# Deterministic POS Word Level Language Model with Penn Treebank
Sequence Tagger: https://pytorch.org/tutorials/beginner/nlp/sequence_models_tutorial.html<br>
Penn Treebank: http://citeseerx.ist.psu.edu/viewdoc/download?doi=10.1.1.9.8216&rep=rep1&type=pdf

https://gist.github.com/williamFalcon/f27c7b90e34b4ba88ced042d9ef33edd <br>
https://stanford.edu/~shervine/blog/pytorch-how-to-generate-data-parallel

In [1]:
import numpy as np
import nltk
from nltk.corpus import treebank
import os
import codecs

In [2]:
nltk.download('treebank')
nltk.download('universal_tagset')

[nltk_data] Downloading package treebank to /home/tyler/nltk_data...
[nltk_data]   Package treebank is already up-to-date!
[nltk_data] Downloading package universal_tagset to
[nltk_data]     /home/tyler/nltk_data...
[nltk_data]   Package universal_tagset is already up-to-date!


True

In [3]:
import torch
import torch.nn as nn
import torch.nn.functional as F
import torch.optim as optim
from torch.utils.data import Dataset, DataLoader

torch.manual_seed(1)

<torch._C.Generator at 0x7fe1dbd95f70>

In [4]:
from IPython.display import clear_output

# An LSTM for Part-of-Speech Tagging

## Create DataLoader
Something something data loader...
- See refs for future optimisation (perhaps, havent read): https://towardsdatascience.com/building-efficient-custom-datasets-in-pytorch-2563b946fd9f and https://stanford.edu/~shervine/blog/pytorch-how-to-generate-data-parallel

- TODO split dataset into train, test, val

In [532]:
class PennTreeBankDataset(Dataset):
    """Penn Tree Bank dataset"""
    
    def __init__(self):
        # download data, read, process
        np_array = np.zeros((1000,10))
        
        # load Penn tree bank sentences
        self.sentences = treebank.tagged_sents(tagset='universal')
        self.sentences = [self.format_sequence(sentence) for sentence in self.sentences]
        self.len = len(self.sentences)
        
        self.pad_token = '<PAD>'
        self.pad_token_id = 0
        self.pad_len = max([len(sentence[0]) for sentence in self.sentences])

§ ITEMS
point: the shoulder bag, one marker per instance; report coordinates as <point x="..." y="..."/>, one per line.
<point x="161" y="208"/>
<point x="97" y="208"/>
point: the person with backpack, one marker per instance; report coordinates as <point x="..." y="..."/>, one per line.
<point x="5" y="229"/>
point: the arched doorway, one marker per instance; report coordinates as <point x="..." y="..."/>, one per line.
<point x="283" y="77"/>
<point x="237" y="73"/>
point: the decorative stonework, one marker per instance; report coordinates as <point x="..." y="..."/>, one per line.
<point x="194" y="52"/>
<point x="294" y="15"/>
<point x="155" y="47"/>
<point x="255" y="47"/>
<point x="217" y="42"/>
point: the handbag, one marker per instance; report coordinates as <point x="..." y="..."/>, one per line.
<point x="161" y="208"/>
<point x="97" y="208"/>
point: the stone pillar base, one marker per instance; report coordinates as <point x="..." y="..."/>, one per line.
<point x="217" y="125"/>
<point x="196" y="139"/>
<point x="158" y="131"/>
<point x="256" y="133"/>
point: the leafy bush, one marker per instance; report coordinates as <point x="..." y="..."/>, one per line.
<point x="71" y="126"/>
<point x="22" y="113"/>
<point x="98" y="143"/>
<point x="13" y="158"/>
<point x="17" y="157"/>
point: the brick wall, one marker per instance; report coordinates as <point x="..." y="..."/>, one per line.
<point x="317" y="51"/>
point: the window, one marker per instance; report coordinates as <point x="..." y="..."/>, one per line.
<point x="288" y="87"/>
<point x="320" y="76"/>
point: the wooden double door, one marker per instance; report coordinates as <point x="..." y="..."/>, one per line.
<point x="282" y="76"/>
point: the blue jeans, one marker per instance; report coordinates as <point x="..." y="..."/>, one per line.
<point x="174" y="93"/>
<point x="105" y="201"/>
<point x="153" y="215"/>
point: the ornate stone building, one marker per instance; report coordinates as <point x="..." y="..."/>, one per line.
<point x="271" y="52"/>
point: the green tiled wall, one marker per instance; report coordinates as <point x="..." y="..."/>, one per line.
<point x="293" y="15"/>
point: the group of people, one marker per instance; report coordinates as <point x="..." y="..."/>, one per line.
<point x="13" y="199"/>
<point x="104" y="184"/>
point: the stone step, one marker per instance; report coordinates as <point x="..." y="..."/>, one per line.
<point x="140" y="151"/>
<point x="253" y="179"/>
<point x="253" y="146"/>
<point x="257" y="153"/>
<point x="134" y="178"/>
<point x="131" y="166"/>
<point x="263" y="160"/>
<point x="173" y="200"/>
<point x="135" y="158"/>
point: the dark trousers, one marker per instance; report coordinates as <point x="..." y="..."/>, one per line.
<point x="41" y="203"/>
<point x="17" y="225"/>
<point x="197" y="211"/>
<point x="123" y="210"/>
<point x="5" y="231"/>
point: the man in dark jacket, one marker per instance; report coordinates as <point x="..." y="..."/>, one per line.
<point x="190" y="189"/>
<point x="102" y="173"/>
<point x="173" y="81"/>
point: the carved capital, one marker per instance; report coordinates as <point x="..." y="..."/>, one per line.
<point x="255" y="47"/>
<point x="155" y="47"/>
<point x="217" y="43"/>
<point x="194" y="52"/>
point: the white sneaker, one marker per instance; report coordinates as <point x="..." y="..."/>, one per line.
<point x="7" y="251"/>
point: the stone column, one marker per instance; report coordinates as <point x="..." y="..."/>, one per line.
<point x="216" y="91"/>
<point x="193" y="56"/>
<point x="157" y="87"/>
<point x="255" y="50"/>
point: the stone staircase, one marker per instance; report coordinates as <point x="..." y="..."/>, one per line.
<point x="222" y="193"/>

§ EXERCISE INSTRUCTIONS
1. In the Penn Treebank notebook, name every attribute that the `__init__` method of `PennTreeBankDataset` assigns on `self`.
2. Return each line of the records that contains the string "dark".
The records are unrelated to the Penn Treebank notebook.

§ RESPONSES BY TASK
1.
self.sentences
self.len
self.pad_token
self.pad_token_id
self.pad_len

2.
point: the dark trousers, one marker per instance; report coordinates as <point x="..." y="..."/>, one per line.
point: the man in dark jacket, one marker per instance; report coordinates as <point x="..." y="..."/>, one per line.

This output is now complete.